What you need to do:
(a) From the article on the state of data journalism, list the areas of work the author names as occupying the weeks at the Tow-Knight Center for Entrepreneurial Journalism.
(b) Write a continuation of the article on the state of data journalism, starting after its final sentence.

Delving into the state of data journalism

… while continuing to shape Facta

elisabetta tola
Journalism Innovation

--

“Science is not only the vault of stories and data we enjoy talking and reading about, but also a frame of mind that can help journalists improve their approach to finding facts, to evaluating them, to either confirming or discarding them.” That’s the core of what I was discussing in my last post. It is also the core around which I am building Facta, an independent center for the Mediterranean region that applies the scientific method to journalism.

In the weeks of working on concepts, design, budgets and strategy here at the Tow-Knight Center for Entrepreneurial Journalism, I have also been spending lots of time thinking about and articulating why I do not feel satisfied with the state of journalism today.

I know, I know. There are tons of reasons the quality of journalism has been publicly discussed in the last few years. Don’t even try to make me write the buzzwords; I do not want to go there. I think it is clear there are serious issues both with verification and with the ability to put the news in context with high-quality content. Plus, some recent media dramas have resulted in public discussions and given more food for thought — well, at least within those groups of people who care about journalism, whether they work in the industry or they support it. Just look at “The Correspondent” or “The MarkUp” situations, where outstanding media projects have to face public scrutiny for very, very different reasons that might result in serious impact on trust, credibility and even readers’ willingness to support similar future ventures.

Source material:
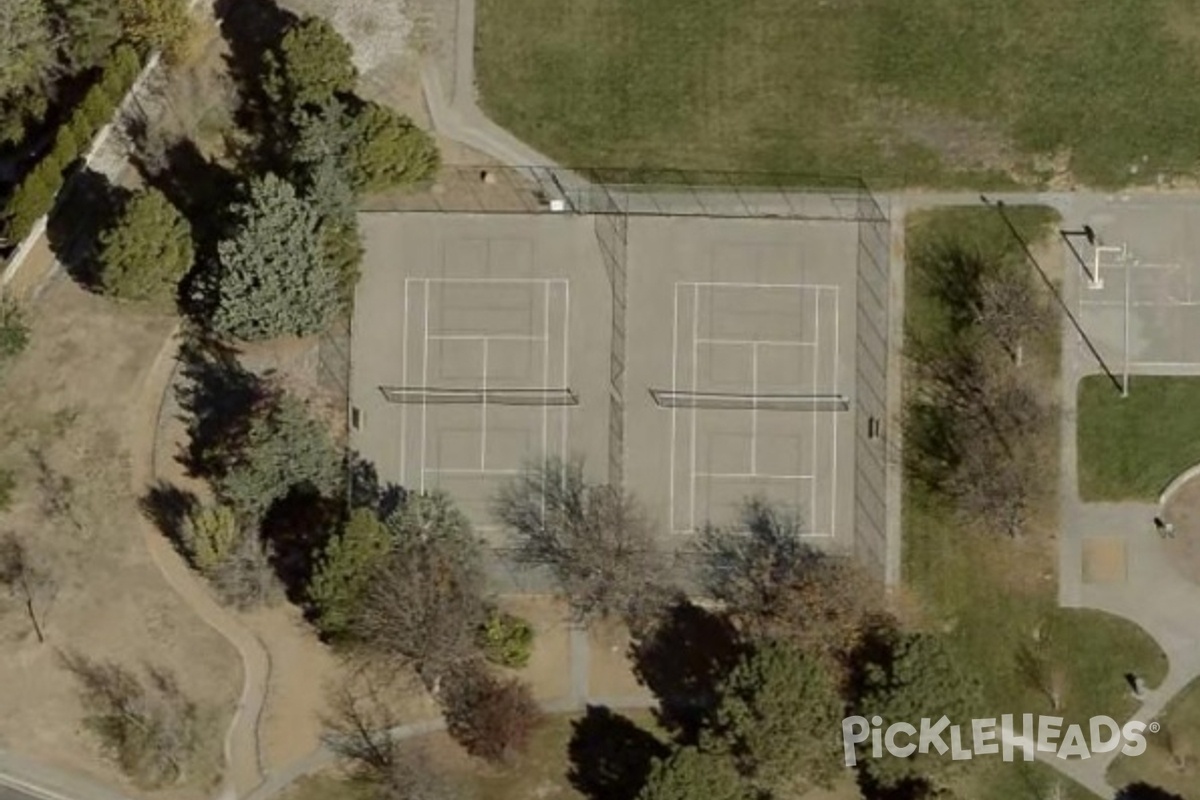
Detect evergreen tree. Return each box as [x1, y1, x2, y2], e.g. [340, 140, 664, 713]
[212, 174, 341, 341]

Answers below:
(a) concepts, design, budgets, strategy

(b)
Let me be clear: I love journalism. And I have a deep, deep respect for all those journalists who work hard, struggle to bring facts and significant stories to their readers’ attention, keep working even when facing threats, when being mistreated or attacked by those in power, when they become object of hate campaigns, or when they risk or even lose their freedom or lives. On these issues, by the way, great recent readings include a post by Jay Rosen on his PressThink blog, the Italian writer Roberto Saviano’s wakeup call; the latest data on the World Press Freedom Index; and this commentary on Columbia Journalism Review. Therefore, I am not at all willing to be cynical. I am firmly convinced that press freedom is a fundamental value, and that journalism needs to be protected.

But it is precisely because I do love journalism that I am disappointed in many of its practices and routines. As it pertains to Facta, my disappointment rises from very specific reasons, which have to do mainly with how journalism has treated, and is treating, data and valuable information. I was a scientist for an important part of my life before moving into journalism. When I encountered data journalism in its early days, almost 10 years ago, I thought I had found the perfect combination. I could combine my scientific thinking with my journalistic skills to produce a type of journalism that was, above all, useful. But now, a few years down the road, I see that data often end up being used in a decorative way — a nice map or infographic to fill a page, lacking context and giving people little means to go deeper on the issues. To complicate things, media are often the source of a high degree of confusion of facts, hypotheses, theories and opinions, with scarce knowledge of the ways facts and information are validated.

I cannot understand the low commitment and incapability to take complex issues, analyze them with a solid methodology, and offer them to the readers or listeners or viewers in a way that allows them to use that information — to understand complicated problems and issues and come up with potential solutions. Maybe I’m naive, but that’s what I expect journalism to do: offer a high-quality information in the service of democracy; connect, bridge and contextualize.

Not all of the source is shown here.